▸ **Available records**:
________________________________________

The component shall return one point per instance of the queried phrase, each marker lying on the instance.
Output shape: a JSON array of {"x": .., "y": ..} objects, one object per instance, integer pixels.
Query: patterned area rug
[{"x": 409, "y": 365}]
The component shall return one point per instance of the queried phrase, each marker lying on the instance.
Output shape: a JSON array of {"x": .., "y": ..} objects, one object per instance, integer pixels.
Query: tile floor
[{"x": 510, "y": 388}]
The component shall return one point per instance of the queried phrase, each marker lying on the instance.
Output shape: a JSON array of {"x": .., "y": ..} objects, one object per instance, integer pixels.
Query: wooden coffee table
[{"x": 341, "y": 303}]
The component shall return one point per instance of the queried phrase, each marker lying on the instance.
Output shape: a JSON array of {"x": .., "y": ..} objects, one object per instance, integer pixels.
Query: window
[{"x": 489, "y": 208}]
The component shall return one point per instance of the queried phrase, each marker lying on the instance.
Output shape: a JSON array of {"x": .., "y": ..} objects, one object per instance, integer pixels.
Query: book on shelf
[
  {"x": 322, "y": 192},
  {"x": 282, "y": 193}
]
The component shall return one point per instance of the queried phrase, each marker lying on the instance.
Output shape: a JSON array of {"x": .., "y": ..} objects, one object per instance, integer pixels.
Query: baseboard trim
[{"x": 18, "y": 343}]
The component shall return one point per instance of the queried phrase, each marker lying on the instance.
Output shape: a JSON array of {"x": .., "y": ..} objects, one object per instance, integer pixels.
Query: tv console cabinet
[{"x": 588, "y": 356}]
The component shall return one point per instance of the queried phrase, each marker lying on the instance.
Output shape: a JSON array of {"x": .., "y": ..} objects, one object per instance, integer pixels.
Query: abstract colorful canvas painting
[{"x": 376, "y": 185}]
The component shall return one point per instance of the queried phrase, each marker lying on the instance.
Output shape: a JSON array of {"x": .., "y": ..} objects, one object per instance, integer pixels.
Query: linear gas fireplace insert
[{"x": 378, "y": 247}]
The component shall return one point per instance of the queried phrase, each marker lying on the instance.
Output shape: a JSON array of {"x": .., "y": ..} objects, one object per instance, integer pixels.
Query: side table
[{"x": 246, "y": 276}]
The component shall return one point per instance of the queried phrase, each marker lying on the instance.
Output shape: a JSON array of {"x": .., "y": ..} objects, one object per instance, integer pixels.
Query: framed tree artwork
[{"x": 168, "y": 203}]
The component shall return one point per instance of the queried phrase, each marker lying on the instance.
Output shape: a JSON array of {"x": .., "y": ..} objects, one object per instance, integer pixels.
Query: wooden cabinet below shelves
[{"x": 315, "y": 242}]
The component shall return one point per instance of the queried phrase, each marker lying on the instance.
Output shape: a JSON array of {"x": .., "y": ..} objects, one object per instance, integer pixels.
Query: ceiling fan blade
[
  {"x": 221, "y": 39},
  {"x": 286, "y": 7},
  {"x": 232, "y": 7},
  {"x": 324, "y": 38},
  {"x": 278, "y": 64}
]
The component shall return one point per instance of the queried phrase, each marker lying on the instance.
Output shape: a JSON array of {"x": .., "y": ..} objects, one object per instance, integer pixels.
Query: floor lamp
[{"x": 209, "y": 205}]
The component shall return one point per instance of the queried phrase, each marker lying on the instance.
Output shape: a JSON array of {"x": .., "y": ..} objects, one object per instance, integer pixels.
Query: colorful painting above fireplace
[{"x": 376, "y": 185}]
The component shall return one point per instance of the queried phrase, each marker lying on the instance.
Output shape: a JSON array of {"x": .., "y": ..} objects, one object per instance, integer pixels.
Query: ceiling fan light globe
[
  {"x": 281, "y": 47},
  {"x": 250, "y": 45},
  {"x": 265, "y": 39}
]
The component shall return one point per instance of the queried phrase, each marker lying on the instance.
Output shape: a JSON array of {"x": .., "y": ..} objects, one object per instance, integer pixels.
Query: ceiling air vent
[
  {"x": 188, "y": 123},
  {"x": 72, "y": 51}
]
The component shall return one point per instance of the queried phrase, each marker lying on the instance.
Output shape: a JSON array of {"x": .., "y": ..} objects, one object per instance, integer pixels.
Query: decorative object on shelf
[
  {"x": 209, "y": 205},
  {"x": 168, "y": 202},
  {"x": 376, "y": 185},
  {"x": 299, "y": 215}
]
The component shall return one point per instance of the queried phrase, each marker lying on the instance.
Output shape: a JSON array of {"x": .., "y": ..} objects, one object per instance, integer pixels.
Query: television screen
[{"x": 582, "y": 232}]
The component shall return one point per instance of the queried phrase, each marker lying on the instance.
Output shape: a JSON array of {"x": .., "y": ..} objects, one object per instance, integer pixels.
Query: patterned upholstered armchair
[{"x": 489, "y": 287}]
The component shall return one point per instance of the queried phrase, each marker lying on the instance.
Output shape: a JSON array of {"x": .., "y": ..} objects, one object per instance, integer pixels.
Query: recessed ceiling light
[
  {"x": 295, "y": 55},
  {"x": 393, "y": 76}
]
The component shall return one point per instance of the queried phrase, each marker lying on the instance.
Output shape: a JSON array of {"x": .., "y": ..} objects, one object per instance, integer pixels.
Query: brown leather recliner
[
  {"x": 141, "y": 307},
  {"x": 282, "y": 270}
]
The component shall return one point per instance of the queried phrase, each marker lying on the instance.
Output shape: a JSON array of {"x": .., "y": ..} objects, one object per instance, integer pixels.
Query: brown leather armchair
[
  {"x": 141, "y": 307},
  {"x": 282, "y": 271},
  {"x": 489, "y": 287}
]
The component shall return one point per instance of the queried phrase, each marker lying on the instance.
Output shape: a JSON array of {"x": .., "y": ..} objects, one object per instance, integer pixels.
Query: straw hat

________________________________________

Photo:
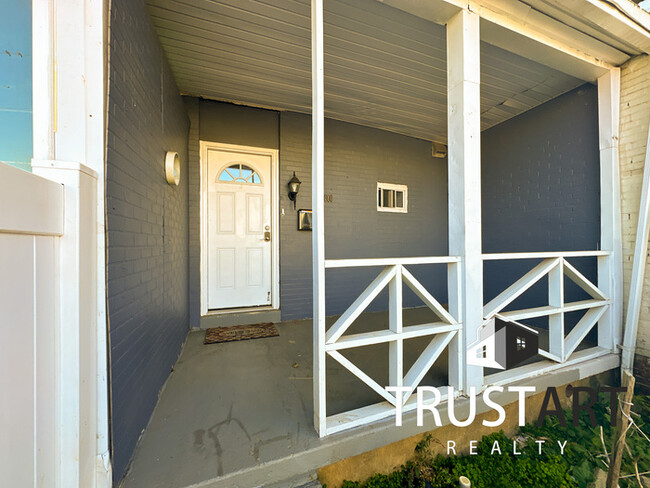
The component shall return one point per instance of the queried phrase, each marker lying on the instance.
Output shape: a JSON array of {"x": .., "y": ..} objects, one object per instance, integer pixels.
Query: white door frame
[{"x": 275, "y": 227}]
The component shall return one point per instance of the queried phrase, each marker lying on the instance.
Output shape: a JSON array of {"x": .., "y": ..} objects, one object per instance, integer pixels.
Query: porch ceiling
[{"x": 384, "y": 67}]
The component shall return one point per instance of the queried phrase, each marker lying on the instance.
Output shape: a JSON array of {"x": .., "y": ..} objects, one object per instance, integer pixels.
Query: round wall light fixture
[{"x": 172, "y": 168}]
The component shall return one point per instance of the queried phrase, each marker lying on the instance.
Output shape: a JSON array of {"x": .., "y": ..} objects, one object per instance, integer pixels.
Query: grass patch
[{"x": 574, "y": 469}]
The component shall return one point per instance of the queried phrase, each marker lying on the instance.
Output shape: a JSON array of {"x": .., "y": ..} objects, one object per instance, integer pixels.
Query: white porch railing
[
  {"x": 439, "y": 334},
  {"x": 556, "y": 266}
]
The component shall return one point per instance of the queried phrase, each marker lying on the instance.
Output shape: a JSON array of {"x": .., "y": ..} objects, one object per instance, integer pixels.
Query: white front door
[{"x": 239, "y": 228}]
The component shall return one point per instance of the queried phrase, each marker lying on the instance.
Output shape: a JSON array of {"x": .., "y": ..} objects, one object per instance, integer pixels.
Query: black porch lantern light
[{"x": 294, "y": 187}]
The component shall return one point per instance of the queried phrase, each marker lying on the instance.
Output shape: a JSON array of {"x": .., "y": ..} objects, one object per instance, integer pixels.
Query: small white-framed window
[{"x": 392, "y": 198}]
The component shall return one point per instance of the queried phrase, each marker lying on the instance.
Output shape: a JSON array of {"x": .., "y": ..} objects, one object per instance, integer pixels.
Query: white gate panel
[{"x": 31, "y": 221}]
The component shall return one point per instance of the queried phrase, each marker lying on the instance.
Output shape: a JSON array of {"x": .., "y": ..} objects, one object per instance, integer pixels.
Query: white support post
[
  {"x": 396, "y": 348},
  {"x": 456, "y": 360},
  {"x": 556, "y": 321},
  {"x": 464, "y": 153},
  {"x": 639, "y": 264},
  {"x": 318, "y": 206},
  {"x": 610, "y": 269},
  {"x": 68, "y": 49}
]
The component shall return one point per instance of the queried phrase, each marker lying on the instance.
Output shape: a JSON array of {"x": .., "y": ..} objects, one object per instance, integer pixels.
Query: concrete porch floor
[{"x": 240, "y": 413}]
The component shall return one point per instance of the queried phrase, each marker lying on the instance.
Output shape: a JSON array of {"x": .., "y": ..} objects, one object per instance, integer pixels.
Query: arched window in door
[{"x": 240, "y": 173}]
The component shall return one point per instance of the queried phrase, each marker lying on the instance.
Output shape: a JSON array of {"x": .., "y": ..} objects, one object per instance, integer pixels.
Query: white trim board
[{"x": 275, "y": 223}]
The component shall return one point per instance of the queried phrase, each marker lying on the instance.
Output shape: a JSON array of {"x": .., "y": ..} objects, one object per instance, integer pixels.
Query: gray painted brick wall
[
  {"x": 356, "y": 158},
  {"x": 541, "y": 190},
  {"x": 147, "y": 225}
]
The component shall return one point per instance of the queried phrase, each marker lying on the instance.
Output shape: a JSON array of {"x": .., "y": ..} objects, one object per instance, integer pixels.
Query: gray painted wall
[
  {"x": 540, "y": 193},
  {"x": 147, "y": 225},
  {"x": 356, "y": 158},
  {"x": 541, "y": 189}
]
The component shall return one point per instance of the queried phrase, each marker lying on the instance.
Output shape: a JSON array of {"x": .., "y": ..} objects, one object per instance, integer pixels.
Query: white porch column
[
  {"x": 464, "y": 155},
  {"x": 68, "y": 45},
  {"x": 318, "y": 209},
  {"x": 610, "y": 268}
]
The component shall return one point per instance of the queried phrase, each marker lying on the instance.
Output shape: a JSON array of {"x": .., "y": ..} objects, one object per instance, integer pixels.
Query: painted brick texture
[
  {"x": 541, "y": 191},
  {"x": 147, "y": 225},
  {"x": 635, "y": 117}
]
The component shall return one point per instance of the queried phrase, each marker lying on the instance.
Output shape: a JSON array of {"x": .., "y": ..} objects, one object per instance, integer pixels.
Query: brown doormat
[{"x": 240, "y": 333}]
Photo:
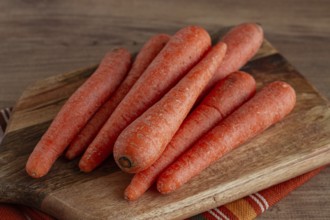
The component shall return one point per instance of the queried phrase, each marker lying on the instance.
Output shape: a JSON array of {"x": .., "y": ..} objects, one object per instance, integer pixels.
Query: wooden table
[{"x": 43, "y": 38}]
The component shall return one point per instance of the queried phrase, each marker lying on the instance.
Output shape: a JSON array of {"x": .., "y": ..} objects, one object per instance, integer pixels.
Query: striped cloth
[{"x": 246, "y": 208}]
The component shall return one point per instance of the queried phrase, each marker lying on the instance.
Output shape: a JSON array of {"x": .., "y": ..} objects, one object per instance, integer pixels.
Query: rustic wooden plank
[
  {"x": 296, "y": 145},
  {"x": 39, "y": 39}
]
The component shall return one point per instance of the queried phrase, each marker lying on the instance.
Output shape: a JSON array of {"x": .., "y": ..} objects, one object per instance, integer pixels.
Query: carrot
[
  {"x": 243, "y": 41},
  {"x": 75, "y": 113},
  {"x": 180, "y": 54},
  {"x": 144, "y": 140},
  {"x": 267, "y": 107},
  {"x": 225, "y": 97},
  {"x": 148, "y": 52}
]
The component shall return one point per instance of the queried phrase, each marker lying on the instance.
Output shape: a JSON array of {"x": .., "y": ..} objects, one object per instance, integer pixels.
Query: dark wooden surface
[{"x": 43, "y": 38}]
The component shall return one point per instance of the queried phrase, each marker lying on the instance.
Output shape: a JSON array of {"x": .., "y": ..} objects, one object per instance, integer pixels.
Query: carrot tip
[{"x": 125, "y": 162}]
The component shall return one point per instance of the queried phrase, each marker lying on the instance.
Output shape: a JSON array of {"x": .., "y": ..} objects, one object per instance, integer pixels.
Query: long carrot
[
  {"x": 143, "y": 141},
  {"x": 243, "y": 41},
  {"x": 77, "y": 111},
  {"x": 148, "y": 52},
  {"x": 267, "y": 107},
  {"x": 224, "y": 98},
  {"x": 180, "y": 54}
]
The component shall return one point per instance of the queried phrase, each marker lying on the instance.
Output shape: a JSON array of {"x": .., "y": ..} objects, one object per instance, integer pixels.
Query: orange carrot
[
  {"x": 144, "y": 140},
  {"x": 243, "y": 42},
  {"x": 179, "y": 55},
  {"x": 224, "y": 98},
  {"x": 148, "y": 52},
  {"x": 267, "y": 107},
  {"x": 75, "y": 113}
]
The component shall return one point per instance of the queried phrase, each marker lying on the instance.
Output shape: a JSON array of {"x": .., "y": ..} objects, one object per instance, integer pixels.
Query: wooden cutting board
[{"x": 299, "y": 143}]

________________________________________

▸ **Task details**: Count the lines in the rows above that contain the word "brown" and give only that number.

▸ **Written response**: 3